Entries from a point annotation set:
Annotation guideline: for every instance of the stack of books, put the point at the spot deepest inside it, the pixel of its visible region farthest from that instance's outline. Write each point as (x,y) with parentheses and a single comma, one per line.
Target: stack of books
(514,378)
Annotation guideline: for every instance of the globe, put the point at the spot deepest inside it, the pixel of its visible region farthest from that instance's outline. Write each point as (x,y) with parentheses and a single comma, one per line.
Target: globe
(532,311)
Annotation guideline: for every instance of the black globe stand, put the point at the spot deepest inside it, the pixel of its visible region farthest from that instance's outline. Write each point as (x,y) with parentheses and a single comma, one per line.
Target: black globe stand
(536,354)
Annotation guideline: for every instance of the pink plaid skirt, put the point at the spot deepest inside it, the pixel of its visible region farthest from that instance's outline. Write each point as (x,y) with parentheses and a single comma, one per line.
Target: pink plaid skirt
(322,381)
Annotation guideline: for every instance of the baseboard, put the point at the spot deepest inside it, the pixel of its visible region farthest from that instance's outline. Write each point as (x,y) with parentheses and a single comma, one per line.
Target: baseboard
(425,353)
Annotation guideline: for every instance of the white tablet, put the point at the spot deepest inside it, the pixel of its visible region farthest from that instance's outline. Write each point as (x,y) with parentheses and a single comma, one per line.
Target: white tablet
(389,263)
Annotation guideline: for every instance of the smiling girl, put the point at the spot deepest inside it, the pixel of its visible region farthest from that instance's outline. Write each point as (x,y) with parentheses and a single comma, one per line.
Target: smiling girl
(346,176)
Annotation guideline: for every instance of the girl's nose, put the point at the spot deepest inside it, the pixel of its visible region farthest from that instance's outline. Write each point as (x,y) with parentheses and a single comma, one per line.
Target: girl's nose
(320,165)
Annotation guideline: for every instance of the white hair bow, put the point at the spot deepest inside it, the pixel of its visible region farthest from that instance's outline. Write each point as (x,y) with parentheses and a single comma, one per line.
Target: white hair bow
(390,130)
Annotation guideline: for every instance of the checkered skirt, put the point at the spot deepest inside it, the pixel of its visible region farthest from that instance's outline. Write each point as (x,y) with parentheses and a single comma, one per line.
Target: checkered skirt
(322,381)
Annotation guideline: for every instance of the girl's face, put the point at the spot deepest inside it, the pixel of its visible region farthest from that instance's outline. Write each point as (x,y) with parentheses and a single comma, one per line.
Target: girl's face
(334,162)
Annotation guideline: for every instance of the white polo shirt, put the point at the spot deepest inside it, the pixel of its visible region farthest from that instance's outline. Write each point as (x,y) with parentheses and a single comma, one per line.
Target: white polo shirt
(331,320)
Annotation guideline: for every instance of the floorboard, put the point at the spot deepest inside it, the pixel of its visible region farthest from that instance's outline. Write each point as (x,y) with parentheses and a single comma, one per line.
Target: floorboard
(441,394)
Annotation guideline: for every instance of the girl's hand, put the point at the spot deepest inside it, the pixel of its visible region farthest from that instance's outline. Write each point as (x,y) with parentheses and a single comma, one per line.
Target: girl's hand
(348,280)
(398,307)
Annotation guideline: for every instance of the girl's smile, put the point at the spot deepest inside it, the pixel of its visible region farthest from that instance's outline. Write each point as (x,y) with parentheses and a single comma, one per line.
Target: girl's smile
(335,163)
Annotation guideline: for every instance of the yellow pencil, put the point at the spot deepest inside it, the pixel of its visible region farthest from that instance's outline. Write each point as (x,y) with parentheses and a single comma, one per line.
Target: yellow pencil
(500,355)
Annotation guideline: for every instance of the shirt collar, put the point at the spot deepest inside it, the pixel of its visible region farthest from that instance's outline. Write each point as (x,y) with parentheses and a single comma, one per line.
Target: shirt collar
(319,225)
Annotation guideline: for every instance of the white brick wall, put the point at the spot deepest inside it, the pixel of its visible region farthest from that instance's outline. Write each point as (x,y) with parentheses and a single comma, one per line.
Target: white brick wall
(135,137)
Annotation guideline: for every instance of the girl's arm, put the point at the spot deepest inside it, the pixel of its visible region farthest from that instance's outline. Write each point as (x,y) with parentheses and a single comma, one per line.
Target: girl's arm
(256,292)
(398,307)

- **Given request**
Reproduce the data in its entirety, matching each character.

- **Solution for this exercise**
Annotation guideline: for every instance of the stack of books, put the point at the spot deepest inside it, the pixel of its visible region farthest from that instance's outline. Write each point as (x,y) with parentheses and a single comma, one per line.
Target: stack of books
(514,378)
Annotation guideline: for every instance of the globe, put the point at the spot deepest inside it, the pixel of its visible region farthest from that instance's outline. Write each point as (x,y) with parentheses and a single comma, one per line.
Target: globe
(532,311)
Annotation guideline: for every instance of the black globe stand, put the point at the spot deepest inside it, the pixel of its visible region farthest from that instance's outline. Write each point as (x,y) with parentheses and a single comma, one per line.
Target: black globe stand
(536,354)
Annotation guideline: for every instance of the pink plaid skirt, put the point at the spot deepest inside it, the pixel of its visible region farthest from that instance's outline. Write each point as (x,y) with parentheses and a single comma, one per line.
Target: pink plaid skirt
(322,381)
Annotation guideline: for every instance of the baseboard, put the point at the spot deepest inside it, the pixel of its visible region farthest from that instance's outline. Write each point as (x,y) with parentheses and a single comma, one per line.
Target: baseboard
(425,353)
Annotation guideline: for every instance of the white tablet, put the point at the spot deepest inside it, the pixel of its visible region farthest from that instance's outline. Write each point as (x,y) with parentheses and a single comma, one per line.
Target: white tablet
(389,263)
Annotation guideline: for every instance of the smiling girl, put the point at the spot deepest inside it, the pixel of its visible region farthest from that instance's outline. Write each point as (x,y) with parentheses and a single comma, one per line.
Target: smiling girl
(346,176)
Annotation guideline: for every instance of the girl's nose, put the point at the spot deepest inside it, the pixel of its visible region farthest from that instance's outline. Write each point as (x,y) with parentheses and a single comma, one per line.
Target: girl's nose
(320,165)
Annotation guideline: for every instance of the white hair bow, put the point at the spot deepest inside it, the pixel of its visible region farthest from that instance's outline. Write each point as (x,y) with parentheses and a single comma, one per line.
Target: white hair bow
(390,130)
Annotation guideline: for every instance of the checkered skirt, put the point at the spot deepest inside it, the pixel of its visible region farthest from that instance's outline. Write each point as (x,y) with parentheses and a single comma, one per line.
Target: checkered skirt
(322,381)
Annotation guideline: for every instance of the girl's face, put the point at the spot deepest inside it, the pixel of its visible region farthest from that instance's outline. Write each point as (x,y) with parentheses and a single comma, one per line.
Target: girl's face
(334,162)
Annotation guideline: for every instance of the white polo shirt, put the point at the spot deepest inside it, the pixel of its visible region farthest from that instance's outline. Write each point as (x,y) with parentheses and a single comma, one per line.
Target: white polo shirt
(331,320)
Annotation guideline: for every instance of the floorboard, put the point at the spot deepest inside it, the pixel of its visible region farthest from that instance's outline. Write each point as (x,y) with parentheses and a single comma, one per line.
Target: floorboard
(441,394)
Annotation guideline: for every instance of the girl's hand, put the point at the spot deepest inside it, the pixel of its visible region farthest from that instance's outline. Write each point as (x,y) with parentheses and a single comma, one per line.
Target: girl's hand
(348,280)
(398,307)
Annotation guideline: for every instance of the girl's smile, put the point at the spot deepest inside it, the pixel of its visible region farthest from that instance's outline. Write each point as (x,y) with parentheses and a single comma, one per line.
Target: girl's smile
(335,163)
Annotation guideline: for every instance of the yellow pencil, put the point at the spot deepest inside it, the pixel of its visible region farthest from that instance's outline. Write each point as (x,y) with parentheses and a single comma, one per line.
Target: yellow pencil
(500,355)
Annotation guideline: for every instance of the shirt collar, put the point at the spot deepest inside it, the pixel of its visible region farthest from that instance's outline. Write each point as (x,y) with parentheses and a single comma, one per line.
Target: shirt collar
(319,225)
Annotation guideline: for every instance of the white brick wall, put the point at the spot deepest inside it, the pixel of its visible region farthest from that instance's outline. Write each point as (x,y) with parentheses and a single comma, one per line.
Target: white brick wall
(135,137)
Annotation guideline: for every instance of the girl's arm, put the point at the spot deepest inside it, the pixel of its visible region farthest from that instance's outline. Write each point as (x,y) with parentheses and a single comma, one per line.
Target: girl's arm
(256,292)
(398,307)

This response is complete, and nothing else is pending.